Supplied text »
Noticeboard

Published date01 July 2006
Date01 July 2006
DOIhttp://doi.org/10.1350/ijep.10.4.321
Subject MatterNoticeboard
NOTICEBOARD
NOTICEBOARD
NOTICEBOARD
Absent witness as circumstantial evidence—United Kingdom
Those interested in Baigent & Leigh vRandom House [2006] EWHC 719 (Ch) may have
noticed that the judgment contained an evidence point. The case was brought by
Baigent and Leigh, co-authors with Henry Lincoln of The Holy Blood and the Holy Grail
(1982) (HBHG), against Random House, the publishers of The Da Vinci Code (DVC)
by Dan Brown. The claimants accused Brown of plagiarising their book. Brown
admitted in evidence that he and his wife, Blyth, had read HBHG while
researching DVC but said that he had not used the book when he wrote the DVC
Synopsis. The trial judge found that there were serious issues over the use of HBHG
which only Blyth could explain, but she was not a defence witness. Dan Brown had
set out reasons for her absence in a witness statement, namely that he could
answer questions regarding her assistance and his wife’s dislike of publicity. The
judge found these reasons unconvincing: the Browns had as much at stake as the
defendant, Random House, and how DVC was researched and created was vital to
the trial issues. The judge pointed out that in Lennox Lewis vEliades [2005] EWCA Civ
1627, the Court of Appeal had upheld his decision to draw adverse inferences from
the unexplained absence of witnesses who were apparently available when their
evidence was crucial to the case. In the DVC case, Blyth’s absence was ‘explicable
only on the basis that she would not support Mr Brown’s assertion as to the use
made of HBHG and when that use occurred’([2006] EWHC 719 (Ch) at [215]). The
judge did not refer to Wisniewski vCentral Manchester Health Authority [1998] Lloyd’s
Rep Med 223 in which Brooke LJ set out principles for drawing inferences from the
absence of a witness. The judge’s treatment of Blyth’s absence does not wholly
conform to those principles.

Supplied data »
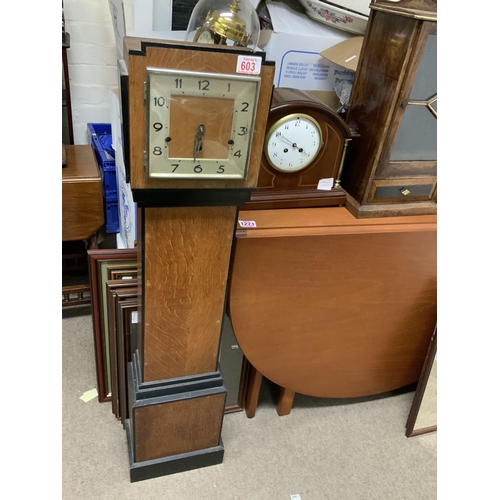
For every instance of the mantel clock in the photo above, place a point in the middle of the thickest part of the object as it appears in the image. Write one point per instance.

What to do »
Decide whether each statement below agrees with the noticeboard item on the absent witness, answering yes or no and quoting the words of the item that settle it.
1. Brown admitted that he and his wife had read the earlier book while researching his novel.
2. Blyth gave evidence as a witness for the defense.
3. The trial judge relied on the principles set out in Wisniewski.

Exercise answer »
1. Yes: "Brown admitted in evidence that he and his wife, Blyth, had read HBHG while researching DVC"
2. No: "but she was not a defence witness"
3. No: "The judge did not refer to Wisniewski"